Convert every line of the entries below into a JSON list of strings, with one string per line and blank lines omitted.

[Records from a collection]
+-------+
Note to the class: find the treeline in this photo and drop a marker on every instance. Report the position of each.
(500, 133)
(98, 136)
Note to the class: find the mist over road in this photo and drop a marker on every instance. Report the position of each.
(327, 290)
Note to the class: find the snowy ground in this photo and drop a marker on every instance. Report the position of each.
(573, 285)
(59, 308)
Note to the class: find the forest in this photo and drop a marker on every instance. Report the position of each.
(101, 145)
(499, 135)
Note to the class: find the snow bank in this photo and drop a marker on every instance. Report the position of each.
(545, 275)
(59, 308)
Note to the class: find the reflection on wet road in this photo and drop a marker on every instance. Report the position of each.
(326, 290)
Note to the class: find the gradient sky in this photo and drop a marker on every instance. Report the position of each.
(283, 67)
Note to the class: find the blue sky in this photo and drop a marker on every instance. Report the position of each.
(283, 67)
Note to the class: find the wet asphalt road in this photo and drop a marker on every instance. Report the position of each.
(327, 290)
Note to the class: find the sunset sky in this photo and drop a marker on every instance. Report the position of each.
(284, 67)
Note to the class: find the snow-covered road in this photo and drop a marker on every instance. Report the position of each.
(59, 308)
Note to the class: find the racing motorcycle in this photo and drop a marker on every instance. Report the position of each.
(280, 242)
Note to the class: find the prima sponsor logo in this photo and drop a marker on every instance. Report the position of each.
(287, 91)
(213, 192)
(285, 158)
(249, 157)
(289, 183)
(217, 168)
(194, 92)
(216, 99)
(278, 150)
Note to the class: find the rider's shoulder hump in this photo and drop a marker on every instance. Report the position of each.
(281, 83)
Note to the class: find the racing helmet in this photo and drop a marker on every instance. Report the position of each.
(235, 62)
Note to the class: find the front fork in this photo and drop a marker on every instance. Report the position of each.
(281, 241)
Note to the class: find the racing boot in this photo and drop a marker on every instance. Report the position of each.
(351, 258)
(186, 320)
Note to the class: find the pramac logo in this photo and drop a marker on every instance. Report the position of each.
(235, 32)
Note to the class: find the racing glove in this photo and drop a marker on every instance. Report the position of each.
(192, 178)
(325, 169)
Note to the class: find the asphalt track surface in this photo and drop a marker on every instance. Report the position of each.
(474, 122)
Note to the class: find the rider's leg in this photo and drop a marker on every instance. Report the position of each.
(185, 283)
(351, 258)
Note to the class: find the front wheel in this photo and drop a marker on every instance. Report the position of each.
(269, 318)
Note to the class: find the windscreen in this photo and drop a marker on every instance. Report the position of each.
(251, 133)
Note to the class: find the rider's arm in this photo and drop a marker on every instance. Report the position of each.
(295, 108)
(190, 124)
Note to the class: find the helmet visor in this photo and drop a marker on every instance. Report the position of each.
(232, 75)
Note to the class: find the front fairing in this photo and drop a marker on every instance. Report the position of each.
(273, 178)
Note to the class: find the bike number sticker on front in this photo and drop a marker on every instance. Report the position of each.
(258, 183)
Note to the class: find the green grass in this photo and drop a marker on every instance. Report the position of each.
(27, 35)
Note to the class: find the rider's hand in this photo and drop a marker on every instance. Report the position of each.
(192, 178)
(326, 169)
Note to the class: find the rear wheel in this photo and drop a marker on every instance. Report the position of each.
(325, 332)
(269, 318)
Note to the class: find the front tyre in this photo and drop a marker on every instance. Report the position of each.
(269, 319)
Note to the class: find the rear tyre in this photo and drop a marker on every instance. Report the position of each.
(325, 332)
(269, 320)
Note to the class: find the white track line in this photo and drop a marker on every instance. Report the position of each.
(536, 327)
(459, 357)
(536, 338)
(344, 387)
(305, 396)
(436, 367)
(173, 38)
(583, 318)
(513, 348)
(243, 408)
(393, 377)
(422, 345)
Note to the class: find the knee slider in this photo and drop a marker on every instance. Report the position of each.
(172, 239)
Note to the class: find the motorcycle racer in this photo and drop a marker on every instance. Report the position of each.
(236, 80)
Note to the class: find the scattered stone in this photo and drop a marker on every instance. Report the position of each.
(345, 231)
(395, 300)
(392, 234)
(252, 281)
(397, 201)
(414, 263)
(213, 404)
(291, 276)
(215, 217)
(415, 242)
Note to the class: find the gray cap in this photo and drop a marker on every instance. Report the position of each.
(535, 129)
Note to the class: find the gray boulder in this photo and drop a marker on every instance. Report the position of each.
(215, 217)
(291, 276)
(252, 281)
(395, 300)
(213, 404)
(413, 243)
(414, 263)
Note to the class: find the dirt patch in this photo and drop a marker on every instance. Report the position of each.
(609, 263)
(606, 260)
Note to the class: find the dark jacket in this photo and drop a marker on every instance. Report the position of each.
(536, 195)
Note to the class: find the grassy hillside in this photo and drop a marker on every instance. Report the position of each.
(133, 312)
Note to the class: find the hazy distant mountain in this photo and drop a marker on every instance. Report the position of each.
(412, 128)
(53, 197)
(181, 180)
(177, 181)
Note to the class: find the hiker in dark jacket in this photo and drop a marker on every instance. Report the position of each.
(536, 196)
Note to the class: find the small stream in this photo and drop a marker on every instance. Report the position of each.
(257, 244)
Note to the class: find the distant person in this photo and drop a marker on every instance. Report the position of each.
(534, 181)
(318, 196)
+-------+
Response to the exercise —
[
  "Note to the class: find the treeline in this photo and drop a marker on every instance. Report the position of each.",
  "(500, 133)",
  "(98, 136)",
  "Note to the class: find the mist over road in this photo and drop a marker on every instance. Report the position of each.",
  "(327, 290)",
  "Note to the class: find the snowy ground in this photo and drop a marker on every instance. Report the position of each.",
  "(573, 285)",
  "(59, 308)",
  "Note to the class: find the forest in this photo and drop a marker on every instance. Report the position of each.",
  "(101, 145)",
  "(499, 135)",
  "Note to the class: find the snow bank in this photo and drop a marker on every instance. Report the position of each.",
  "(545, 275)",
  "(59, 308)",
  "Note to the class: find the reflection on wet road in this photo and drop a marker on every instance. Report the position of each.",
  "(326, 290)",
  "Note to the class: find the gradient sky in this photo and drop a marker on every instance. Report the position of each.",
  "(283, 67)",
  "Note to the class: find the blue sky in this photo and drop a marker on every instance. Report the position of each.",
  "(283, 67)",
  "Note to the class: find the wet asphalt road in this photo and drop a marker on every instance. Report the position of each.",
  "(327, 290)",
  "Note to the class: find the sunset sky in this photo and drop a marker on every instance. Report the position of each.",
  "(284, 67)",
  "Note to the class: find the snow-covered road in this photo and drop a marker on every instance. Report the position of each.",
  "(59, 308)",
  "Note to the class: find the racing motorcycle in this photo and drop a marker on every instance. Report the position of each.",
  "(280, 242)",
  "Note to the class: find the prima sponsor logo in this photo and drop a marker on every instance. Report the position of each.",
  "(287, 91)",
  "(213, 192)",
  "(285, 158)",
  "(249, 157)",
  "(289, 183)",
  "(217, 168)",
  "(194, 92)",
  "(216, 99)",
  "(278, 150)",
  "Note to the class: find the rider's shoulder hump in this photo and drop a marker on every instance. Report the position of each.",
  "(281, 83)",
  "Note to the class: find the racing helmet in this photo and drop a marker on every instance. Report the position of each.",
  "(235, 62)",
  "Note to the class: find the front fork in this photo and drop a marker on every instance. Report the position of each.",
  "(281, 241)",
  "Note to the class: find the racing boot in this photo and drop a marker on every instance. Report the position of each.",
  "(351, 258)",
  "(186, 320)",
  "Note to the class: find the pramac logo in this photo and drop a marker on every instance. Report the position of each.",
  "(235, 32)",
  "Note to the class: find the racing glove in this photo and drop a marker on every instance. Report the position of each.",
  "(192, 178)",
  "(325, 169)",
  "Note to the class: find the asphalt track surface in this photo and drop a marker on every instance. Report the position of each.",
  "(474, 122)",
  "Note to the class: find the rider's leg in this photo and drop a marker on every instance. Report the position of each.",
  "(185, 283)",
  "(351, 258)",
  "Note to the class: find the front wheel in this photo and drop a marker on every instance. Report the position of each.",
  "(269, 318)",
  "Note to the class: find the windscreen in this photo and drop a marker on every instance. Report the position of each.",
  "(251, 133)",
  "Note to the class: find the rider's arm in this photo and drop a marker on every instance. Report the position of each.",
  "(295, 108)",
  "(190, 124)",
  "Note to the class: find the helmet visor in this photo and drop a marker on every instance. Report the position of each.",
  "(232, 75)",
  "Note to the class: find the front fairing in this photo and drop a marker on every instance. Report the position of each.",
  "(273, 178)",
  "Note to the class: find the bike number sticker on front in this photo and drop a marker on every instance. Report the position of each.",
  "(258, 183)",
  "Note to the class: find the green grass in this photo and drop a marker on every instance. Report the position of each.",
  "(27, 35)",
  "Note to the class: find the rider's hand in this photo and drop a marker on every instance. Report the position of each.",
  "(192, 178)",
  "(326, 169)",
  "Note to the class: find the rear wheel in this photo and drop a marker on every instance. Report the position of each.",
  "(325, 332)",
  "(269, 318)",
  "Note to the class: find the front tyre in this photo and drop a marker on every instance. Report the position of each.",
  "(269, 319)",
  "Note to the class: find the rear tyre in this photo and drop a marker on every instance. Report the position of each.",
  "(325, 332)",
  "(269, 320)",
  "Note to the class: find the white track line in this photo and drop a marker on every instance. Report the position of each.",
  "(536, 327)",
  "(459, 357)",
  "(536, 338)",
  "(344, 387)",
  "(305, 396)",
  "(436, 367)",
  "(173, 38)",
  "(583, 318)",
  "(513, 348)",
  "(243, 408)",
  "(393, 377)",
  "(422, 345)",
  "Note to the class: find the knee slider in this photo and drop a marker on every instance. Report the position of each.",
  "(172, 239)",
  "Note to the class: find the motorcycle racer in this photo and drop a marker on every instance. Report the position of each.",
  "(236, 80)",
  "Note to the class: find the scattered stone in this photo and drop a marker on every instance. Report the position of each.",
  "(345, 231)",
  "(395, 300)",
  "(392, 234)",
  "(252, 281)",
  "(397, 201)",
  "(414, 263)",
  "(213, 404)",
  "(291, 276)",
  "(215, 217)",
  "(415, 242)",
  "Note to the class: find the gray cap in this photo and drop a marker on every instance. Report the position of each.",
  "(535, 129)",
  "Note to the class: find the gray boulder in this photo and drop a marker on every instance. Report the position of each.",
  "(215, 217)",
  "(291, 276)",
  "(252, 281)",
  "(395, 300)",
  "(213, 404)",
  "(413, 243)",
  "(414, 263)",
  "Note to the class: find the dirt patch in this photo and drop a marker on every instance. Report the position of each.",
  "(609, 263)",
  "(606, 260)",
  "Note to the class: find the dark jacket in this photo and drop a marker on every instance. Report the position of each.",
  "(536, 195)",
  "Note to the class: find the grassy hillside in this photo and drop a marker on every instance. Report the position of each.",
  "(133, 312)",
  "Note to the class: find the hazy distant mountain in this photo and drop a marker on every instance. Report the position of each.",
  "(412, 128)",
  "(53, 197)",
  "(181, 180)",
  "(177, 181)",
  "Note to the class: find the hiker in dark jacket in this photo and drop a marker on every instance. Report the position of each.",
  "(536, 196)",
  "Note to the class: find the small stream in this photo and drop a marker on every instance. Report the position of each.",
  "(257, 244)",
  "Note to the class: find the distant person in this photo and drop a marker on every instance. Report the position of each.",
  "(534, 181)",
  "(318, 196)"
]